---------- GIVEN RECORDS

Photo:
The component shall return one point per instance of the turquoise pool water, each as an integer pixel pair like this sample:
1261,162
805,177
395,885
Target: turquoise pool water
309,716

--------------------
---------- GIVEN RECORDS

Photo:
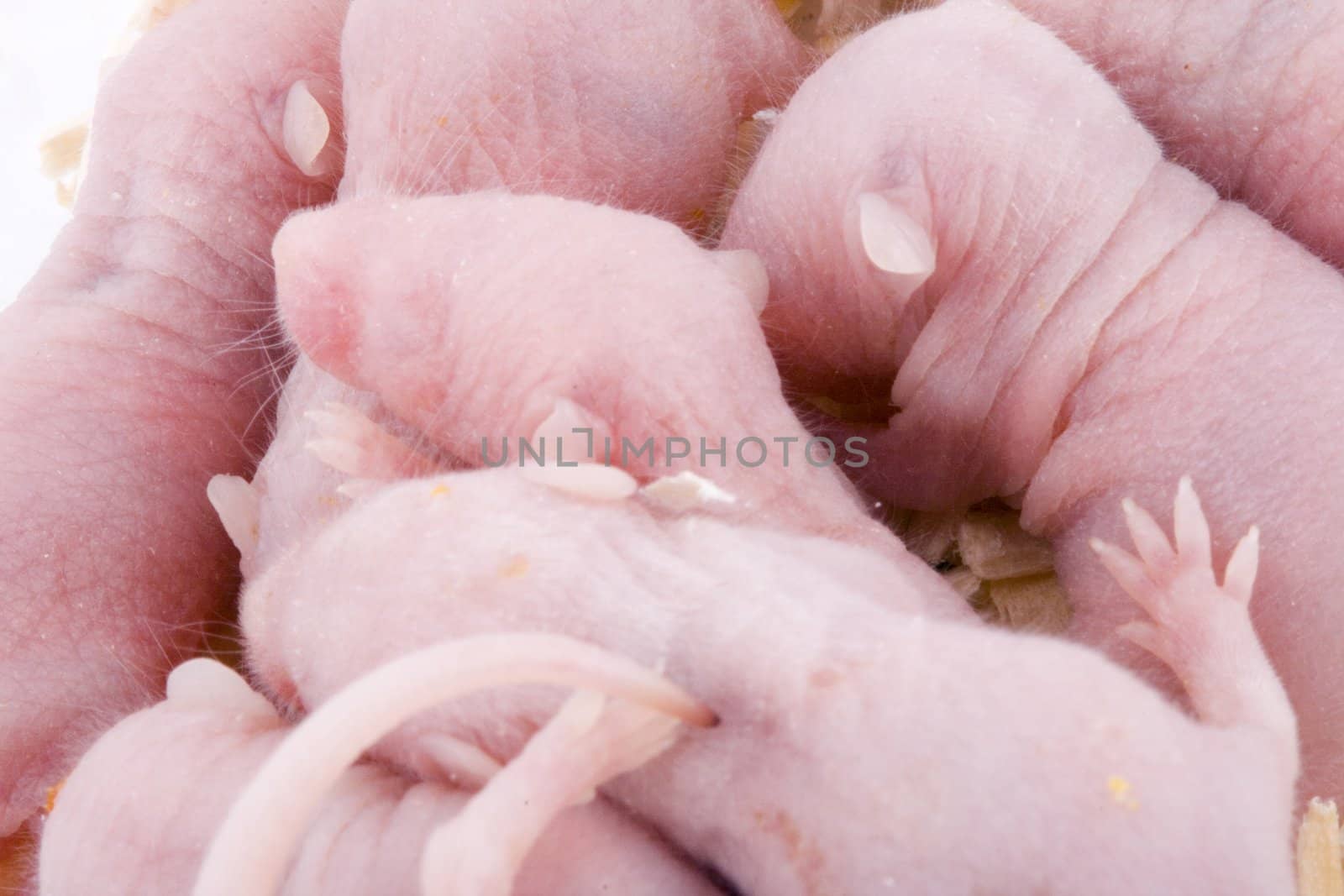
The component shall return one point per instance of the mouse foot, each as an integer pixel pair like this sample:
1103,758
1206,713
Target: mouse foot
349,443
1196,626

--------------------

> **HOW TO COMPLETE THIS TASK**
In the records above, locate each line with the word "instance". Copy all such lines.

> **OUTPUT**
The component shall return one point per instance of the turquoise pool water, each as an integer pixel pair like this sample:
The component shall return one point per instance of the mouse foot, each as an integer pixel pair like this sample:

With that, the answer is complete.